The .ac top-level domain is the Internet country code (ccTLD) for Saint Helena, Ascension and Tristan da Cunha, used primarily for Ascension Island (Saint Helena has its own ccTLD, .sh). It is administered by NIC.AC, a subsidiary of the Internet Computer Bureau based in the United Kingdom.

Registration for the domain is open to anyone. The registry accepts registrations of internationalized domain names.

The domain is marketed by some domain-brokers as a domain for the city of Aachen, Germany, after the automotive license plate designation ("AC") for the city.

Use as an abbreviation for "academic"

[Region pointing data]

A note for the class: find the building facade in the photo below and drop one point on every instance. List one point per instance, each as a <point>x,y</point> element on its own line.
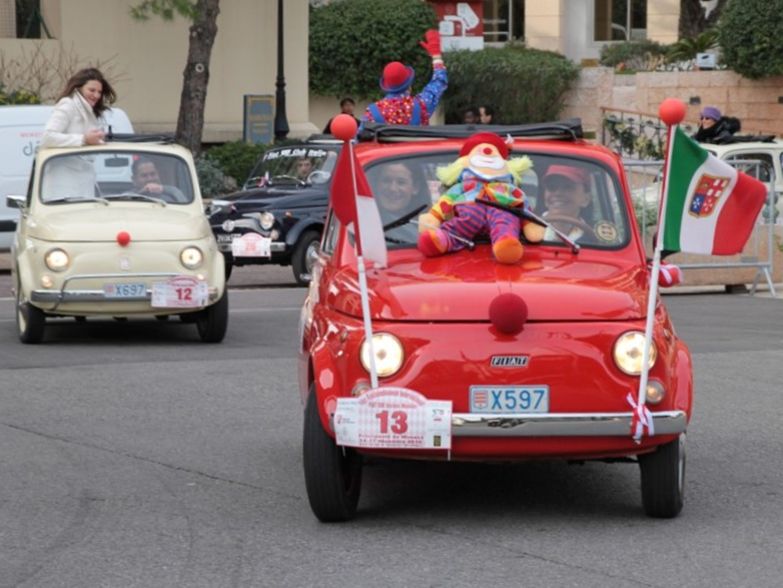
<point>145,60</point>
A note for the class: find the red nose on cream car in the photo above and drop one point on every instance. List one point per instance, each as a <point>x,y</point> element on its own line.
<point>479,359</point>
<point>116,230</point>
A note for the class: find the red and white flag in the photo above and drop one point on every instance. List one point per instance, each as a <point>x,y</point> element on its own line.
<point>355,207</point>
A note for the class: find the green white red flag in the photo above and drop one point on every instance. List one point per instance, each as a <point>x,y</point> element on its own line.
<point>710,207</point>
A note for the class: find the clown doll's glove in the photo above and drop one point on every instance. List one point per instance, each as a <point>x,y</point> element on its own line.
<point>431,44</point>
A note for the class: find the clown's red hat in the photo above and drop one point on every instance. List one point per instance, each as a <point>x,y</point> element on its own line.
<point>484,137</point>
<point>397,77</point>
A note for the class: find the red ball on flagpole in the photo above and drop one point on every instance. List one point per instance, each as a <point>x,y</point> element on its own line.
<point>344,127</point>
<point>672,111</point>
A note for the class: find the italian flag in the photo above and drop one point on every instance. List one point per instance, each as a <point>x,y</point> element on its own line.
<point>710,207</point>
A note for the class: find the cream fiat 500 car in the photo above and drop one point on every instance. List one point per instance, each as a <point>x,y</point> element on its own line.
<point>116,230</point>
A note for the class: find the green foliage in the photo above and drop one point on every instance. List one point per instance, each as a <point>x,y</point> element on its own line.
<point>352,40</point>
<point>750,34</point>
<point>687,48</point>
<point>632,55</point>
<point>166,9</point>
<point>18,97</point>
<point>524,85</point>
<point>236,159</point>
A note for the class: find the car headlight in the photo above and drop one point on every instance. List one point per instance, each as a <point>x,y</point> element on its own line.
<point>57,260</point>
<point>191,257</point>
<point>388,354</point>
<point>267,220</point>
<point>628,351</point>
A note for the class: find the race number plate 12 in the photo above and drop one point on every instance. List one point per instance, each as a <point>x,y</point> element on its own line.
<point>180,292</point>
<point>251,245</point>
<point>393,418</point>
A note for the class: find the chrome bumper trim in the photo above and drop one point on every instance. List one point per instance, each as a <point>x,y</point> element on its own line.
<point>57,297</point>
<point>274,246</point>
<point>578,424</point>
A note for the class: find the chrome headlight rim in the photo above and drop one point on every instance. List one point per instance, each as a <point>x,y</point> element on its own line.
<point>627,353</point>
<point>389,354</point>
<point>191,257</point>
<point>57,259</point>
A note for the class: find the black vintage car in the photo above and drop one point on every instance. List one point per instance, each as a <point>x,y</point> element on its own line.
<point>278,216</point>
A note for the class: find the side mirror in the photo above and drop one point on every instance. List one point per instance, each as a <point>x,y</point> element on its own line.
<point>15,201</point>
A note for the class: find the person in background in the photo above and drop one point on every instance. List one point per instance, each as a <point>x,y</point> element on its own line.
<point>398,107</point>
<point>714,127</point>
<point>75,119</point>
<point>347,106</point>
<point>486,115</point>
<point>566,196</point>
<point>470,116</point>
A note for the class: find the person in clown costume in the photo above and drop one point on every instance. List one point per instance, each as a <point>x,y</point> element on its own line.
<point>482,172</point>
<point>398,106</point>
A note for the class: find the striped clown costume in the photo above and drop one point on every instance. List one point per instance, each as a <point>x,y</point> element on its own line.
<point>482,172</point>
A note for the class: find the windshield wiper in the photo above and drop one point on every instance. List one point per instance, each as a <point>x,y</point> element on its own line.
<point>136,196</point>
<point>77,199</point>
<point>404,219</point>
<point>525,214</point>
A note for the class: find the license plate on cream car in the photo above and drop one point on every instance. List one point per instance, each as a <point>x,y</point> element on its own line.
<point>509,399</point>
<point>135,290</point>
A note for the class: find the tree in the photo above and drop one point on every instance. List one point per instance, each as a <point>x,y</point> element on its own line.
<point>203,14</point>
<point>694,18</point>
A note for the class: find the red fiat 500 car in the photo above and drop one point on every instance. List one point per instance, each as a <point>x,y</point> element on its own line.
<point>461,376</point>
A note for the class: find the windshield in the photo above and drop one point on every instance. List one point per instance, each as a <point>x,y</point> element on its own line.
<point>301,165</point>
<point>116,175</point>
<point>580,199</point>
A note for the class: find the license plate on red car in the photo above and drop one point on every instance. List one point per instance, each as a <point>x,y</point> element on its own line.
<point>509,399</point>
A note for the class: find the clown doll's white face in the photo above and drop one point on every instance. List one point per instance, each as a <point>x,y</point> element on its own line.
<point>485,160</point>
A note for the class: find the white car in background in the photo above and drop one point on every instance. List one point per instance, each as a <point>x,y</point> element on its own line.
<point>91,243</point>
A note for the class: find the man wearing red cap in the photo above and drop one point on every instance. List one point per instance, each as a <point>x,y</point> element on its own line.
<point>398,107</point>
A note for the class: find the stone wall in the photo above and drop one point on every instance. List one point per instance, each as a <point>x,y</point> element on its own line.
<point>754,102</point>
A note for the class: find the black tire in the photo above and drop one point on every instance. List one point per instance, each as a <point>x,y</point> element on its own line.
<point>30,320</point>
<point>663,479</point>
<point>304,254</point>
<point>212,322</point>
<point>333,475</point>
<point>228,264</point>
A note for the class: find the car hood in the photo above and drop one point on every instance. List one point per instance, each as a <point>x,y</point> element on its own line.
<point>285,196</point>
<point>461,288</point>
<point>96,222</point>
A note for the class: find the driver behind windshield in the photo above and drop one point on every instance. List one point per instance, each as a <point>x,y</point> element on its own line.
<point>566,196</point>
<point>146,180</point>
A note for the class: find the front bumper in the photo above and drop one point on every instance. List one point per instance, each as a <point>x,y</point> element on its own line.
<point>224,243</point>
<point>57,297</point>
<point>616,424</point>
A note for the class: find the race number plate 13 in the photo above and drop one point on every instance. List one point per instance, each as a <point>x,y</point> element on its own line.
<point>180,292</point>
<point>393,418</point>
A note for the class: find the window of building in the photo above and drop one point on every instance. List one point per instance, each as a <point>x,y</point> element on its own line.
<point>21,19</point>
<point>503,20</point>
<point>620,20</point>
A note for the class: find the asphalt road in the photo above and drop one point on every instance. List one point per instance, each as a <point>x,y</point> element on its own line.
<point>134,455</point>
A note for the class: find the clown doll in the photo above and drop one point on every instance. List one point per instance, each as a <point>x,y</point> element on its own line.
<point>482,172</point>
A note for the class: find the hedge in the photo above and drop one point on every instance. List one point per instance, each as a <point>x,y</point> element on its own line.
<point>523,85</point>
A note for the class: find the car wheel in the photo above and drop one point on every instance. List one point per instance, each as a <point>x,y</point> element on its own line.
<point>30,320</point>
<point>663,479</point>
<point>212,322</point>
<point>333,475</point>
<point>305,254</point>
<point>228,264</point>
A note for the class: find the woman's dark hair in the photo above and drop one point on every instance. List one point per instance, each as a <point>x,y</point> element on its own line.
<point>88,74</point>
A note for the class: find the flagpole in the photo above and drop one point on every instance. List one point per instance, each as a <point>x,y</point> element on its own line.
<point>363,291</point>
<point>671,114</point>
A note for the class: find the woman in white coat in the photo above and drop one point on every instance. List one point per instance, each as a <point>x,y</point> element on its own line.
<point>74,122</point>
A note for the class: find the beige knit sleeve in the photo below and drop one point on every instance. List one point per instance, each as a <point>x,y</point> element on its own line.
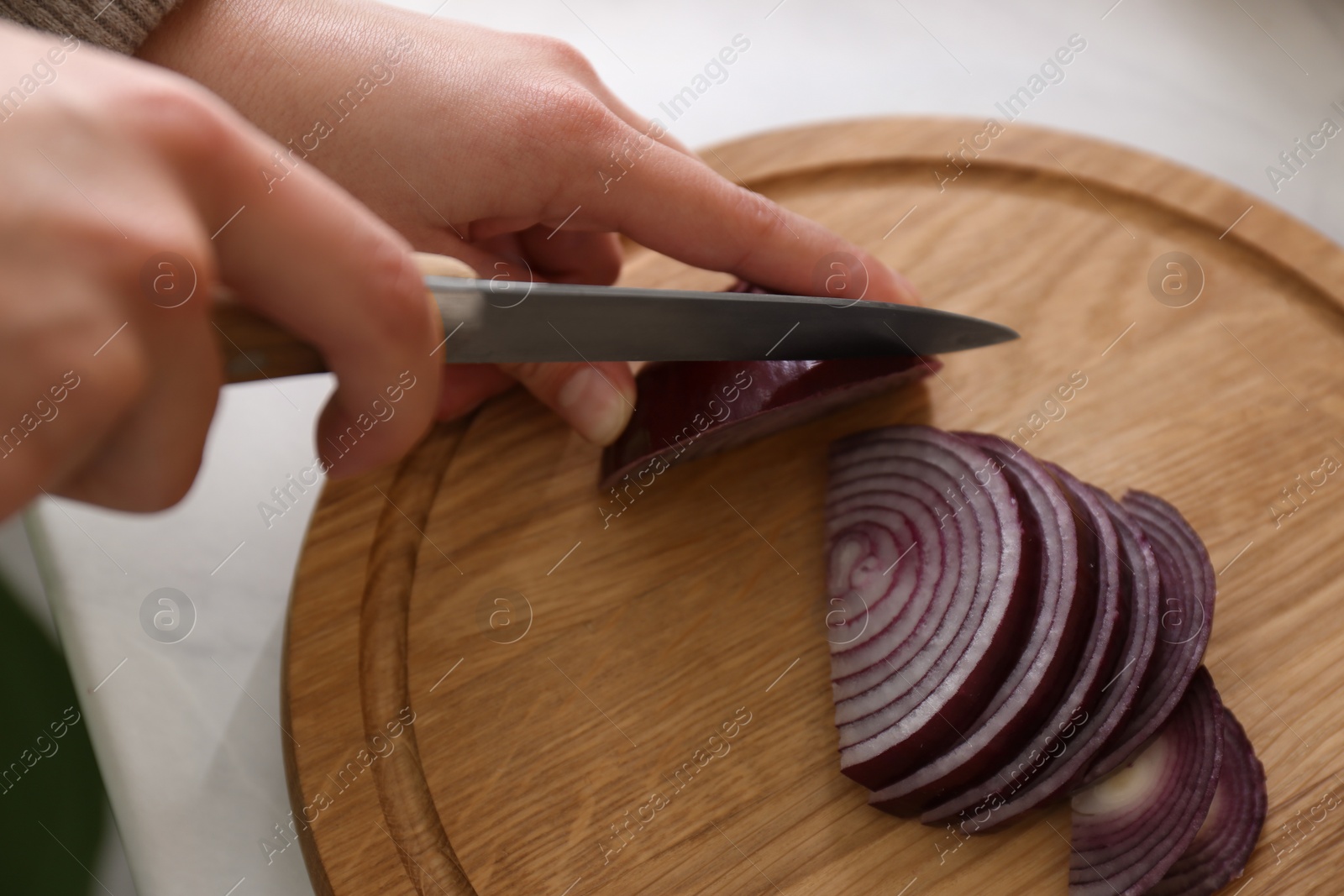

• **Work instructions**:
1: Why is the domain used mainly for Ascension Island and not for Saint Helena, according to the text on the .ac domain?
2: Continue the text on the .ac domain, writing the section that belongs under its final heading.

• **Responses to the exercise**:
1: The .ac domain is used mainly for Ascension Island because Saint Helena has its own country code domain, .sh.

2:
Due to its similarity to the .ac ("academic") second-level domain that exists under some country code top-level domains, some educational institutions also register under the .ac top-level domain:

 Royal Global University, Guwahati in Assam, India
 The University of Kurdistan - Hawler
 Ralston College in Savannah, Georgia, United States
 Faith Mission Bible College in Edinburgh, Scotland
 It is also used for promotion, campaigns, and URL shortening by various parts of the University of Edinburgh, Scotland
 Promotions and english courses by the University of Cambridge, Cambridge
 The Mahidol Oxford Tropical Medicine Research Unit (MORU) in Bangkok, Thailand
 INFORM (Information Network Focus on Religious Movements), based at the London School of Economics
 Newcastle University, an online university unconnected with Newcastle University in the United Kingdom or the University of Newcastle, Australia
 Dhaka International University in Dhaka, Bangladesh
 Community of Physics, an institution that works to advance physics education and research in Dhaka, Bangladesh

Other uses
 On 10 December 2013, The Pirate Bay switched to an .ac domain.
 .ac is being used by anti-cheat software Easy Anti-Cheat.
 .ac is occasionally used as an abbreviation for activities and/or accommodation by tourism websites.

See also
 .uk
 .sh
 .ac (second-level domain)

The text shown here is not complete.